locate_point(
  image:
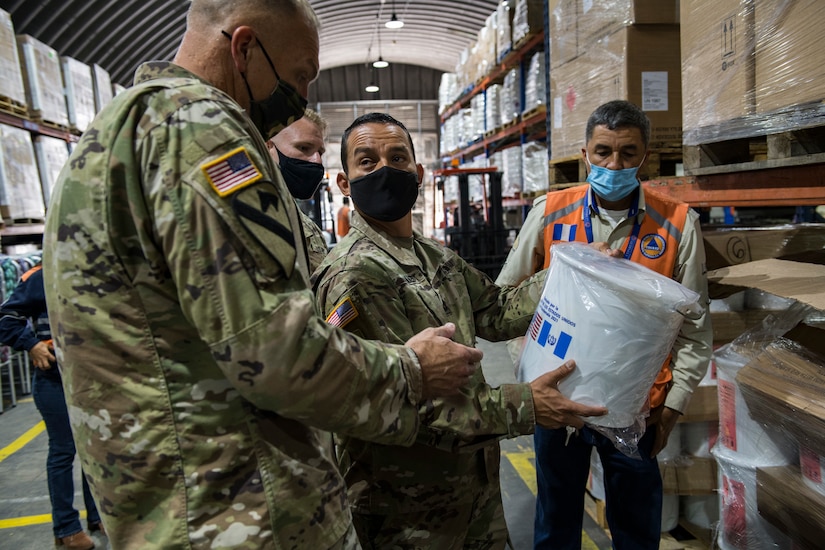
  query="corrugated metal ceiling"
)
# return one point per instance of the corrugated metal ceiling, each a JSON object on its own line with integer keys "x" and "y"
{"x": 118, "y": 35}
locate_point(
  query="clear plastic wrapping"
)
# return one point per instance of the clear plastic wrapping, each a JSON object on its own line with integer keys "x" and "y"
{"x": 512, "y": 181}
{"x": 510, "y": 97}
{"x": 590, "y": 297}
{"x": 11, "y": 78}
{"x": 20, "y": 195}
{"x": 504, "y": 41}
{"x": 44, "y": 83}
{"x": 103, "y": 86}
{"x": 51, "y": 154}
{"x": 764, "y": 499}
{"x": 639, "y": 63}
{"x": 534, "y": 85}
{"x": 447, "y": 91}
{"x": 528, "y": 19}
{"x": 80, "y": 94}
{"x": 534, "y": 167}
{"x": 492, "y": 107}
{"x": 750, "y": 68}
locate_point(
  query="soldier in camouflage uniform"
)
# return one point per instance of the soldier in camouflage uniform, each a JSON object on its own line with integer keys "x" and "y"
{"x": 298, "y": 149}
{"x": 384, "y": 281}
{"x": 197, "y": 371}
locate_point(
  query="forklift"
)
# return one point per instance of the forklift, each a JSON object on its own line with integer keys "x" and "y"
{"x": 476, "y": 231}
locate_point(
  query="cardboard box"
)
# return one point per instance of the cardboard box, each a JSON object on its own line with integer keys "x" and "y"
{"x": 789, "y": 69}
{"x": 639, "y": 63}
{"x": 689, "y": 476}
{"x": 11, "y": 77}
{"x": 733, "y": 246}
{"x": 703, "y": 406}
{"x": 80, "y": 94}
{"x": 728, "y": 325}
{"x": 796, "y": 280}
{"x": 786, "y": 502}
{"x": 44, "y": 82}
{"x": 783, "y": 388}
{"x": 717, "y": 64}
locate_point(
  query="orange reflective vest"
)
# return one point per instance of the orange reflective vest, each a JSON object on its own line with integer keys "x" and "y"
{"x": 656, "y": 244}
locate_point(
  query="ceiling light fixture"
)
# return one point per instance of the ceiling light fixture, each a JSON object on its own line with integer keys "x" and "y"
{"x": 394, "y": 22}
{"x": 380, "y": 63}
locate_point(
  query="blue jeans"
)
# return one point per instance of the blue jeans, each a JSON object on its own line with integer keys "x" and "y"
{"x": 47, "y": 392}
{"x": 633, "y": 490}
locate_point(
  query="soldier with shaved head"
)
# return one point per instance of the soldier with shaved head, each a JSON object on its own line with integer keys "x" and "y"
{"x": 199, "y": 378}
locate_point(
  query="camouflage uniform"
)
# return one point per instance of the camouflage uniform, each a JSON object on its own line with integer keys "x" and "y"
{"x": 444, "y": 491}
{"x": 194, "y": 361}
{"x": 314, "y": 241}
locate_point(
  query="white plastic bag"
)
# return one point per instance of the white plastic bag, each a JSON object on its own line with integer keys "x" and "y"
{"x": 617, "y": 319}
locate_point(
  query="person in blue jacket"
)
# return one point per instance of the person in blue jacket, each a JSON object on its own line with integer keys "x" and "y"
{"x": 24, "y": 325}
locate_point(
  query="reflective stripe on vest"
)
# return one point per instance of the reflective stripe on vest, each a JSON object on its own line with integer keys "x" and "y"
{"x": 656, "y": 248}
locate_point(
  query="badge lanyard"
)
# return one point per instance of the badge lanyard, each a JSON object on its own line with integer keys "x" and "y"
{"x": 633, "y": 212}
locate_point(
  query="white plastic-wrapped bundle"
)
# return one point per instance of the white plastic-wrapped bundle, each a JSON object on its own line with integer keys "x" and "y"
{"x": 742, "y": 526}
{"x": 617, "y": 319}
{"x": 743, "y": 438}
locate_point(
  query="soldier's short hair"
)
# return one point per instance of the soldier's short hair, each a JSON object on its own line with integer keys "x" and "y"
{"x": 219, "y": 12}
{"x": 618, "y": 114}
{"x": 371, "y": 118}
{"x": 316, "y": 119}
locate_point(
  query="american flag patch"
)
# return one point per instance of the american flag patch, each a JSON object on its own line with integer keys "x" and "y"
{"x": 231, "y": 172}
{"x": 342, "y": 314}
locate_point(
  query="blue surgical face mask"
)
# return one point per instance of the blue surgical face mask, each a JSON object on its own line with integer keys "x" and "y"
{"x": 612, "y": 185}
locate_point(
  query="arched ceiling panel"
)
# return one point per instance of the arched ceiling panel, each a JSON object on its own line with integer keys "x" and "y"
{"x": 120, "y": 34}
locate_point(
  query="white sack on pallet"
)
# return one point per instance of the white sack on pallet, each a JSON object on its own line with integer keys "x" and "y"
{"x": 617, "y": 319}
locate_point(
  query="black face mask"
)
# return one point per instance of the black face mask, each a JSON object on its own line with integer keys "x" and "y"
{"x": 302, "y": 177}
{"x": 387, "y": 194}
{"x": 283, "y": 106}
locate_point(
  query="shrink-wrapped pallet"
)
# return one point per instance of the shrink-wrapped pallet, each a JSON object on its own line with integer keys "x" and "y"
{"x": 11, "y": 78}
{"x": 103, "y": 86}
{"x": 20, "y": 195}
{"x": 51, "y": 154}
{"x": 80, "y": 95}
{"x": 44, "y": 81}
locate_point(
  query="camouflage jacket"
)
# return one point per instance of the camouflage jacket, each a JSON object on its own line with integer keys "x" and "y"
{"x": 396, "y": 288}
{"x": 314, "y": 240}
{"x": 196, "y": 367}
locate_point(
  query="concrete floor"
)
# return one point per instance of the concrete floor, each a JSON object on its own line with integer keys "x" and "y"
{"x": 25, "y": 520}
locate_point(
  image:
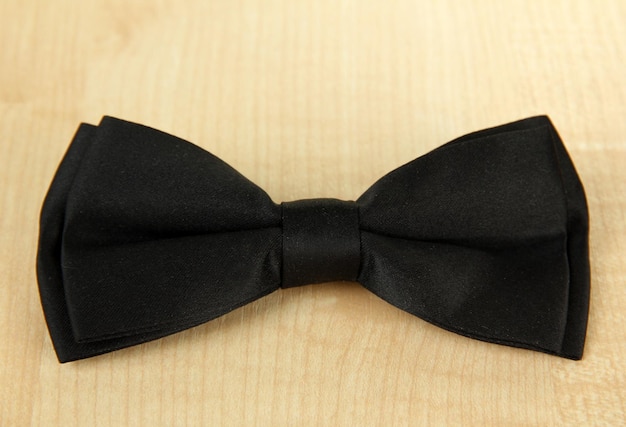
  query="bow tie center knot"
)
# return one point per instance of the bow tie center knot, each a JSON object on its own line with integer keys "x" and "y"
{"x": 321, "y": 241}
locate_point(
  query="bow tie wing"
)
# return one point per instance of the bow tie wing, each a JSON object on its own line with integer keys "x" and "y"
{"x": 144, "y": 234}
{"x": 486, "y": 236}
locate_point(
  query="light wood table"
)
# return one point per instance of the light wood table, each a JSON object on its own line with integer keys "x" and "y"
{"x": 311, "y": 99}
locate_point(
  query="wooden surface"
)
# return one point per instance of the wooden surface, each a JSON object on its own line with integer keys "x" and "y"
{"x": 311, "y": 99}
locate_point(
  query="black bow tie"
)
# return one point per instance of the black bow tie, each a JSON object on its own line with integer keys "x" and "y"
{"x": 144, "y": 234}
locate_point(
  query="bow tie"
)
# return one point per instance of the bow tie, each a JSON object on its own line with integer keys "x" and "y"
{"x": 144, "y": 234}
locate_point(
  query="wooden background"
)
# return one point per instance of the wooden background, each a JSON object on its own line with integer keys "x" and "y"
{"x": 310, "y": 99}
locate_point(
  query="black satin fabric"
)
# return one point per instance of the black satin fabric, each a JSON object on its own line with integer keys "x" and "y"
{"x": 144, "y": 234}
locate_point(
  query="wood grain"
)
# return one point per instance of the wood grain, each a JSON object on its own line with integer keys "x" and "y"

•••

Exercise » Copy the lines from the entries above in which the word "grain" appears.

Response below »
  query="wood grain"
# return one point per instance of the wood grain, each a JSON object on its own line with integer keys "x" and "y"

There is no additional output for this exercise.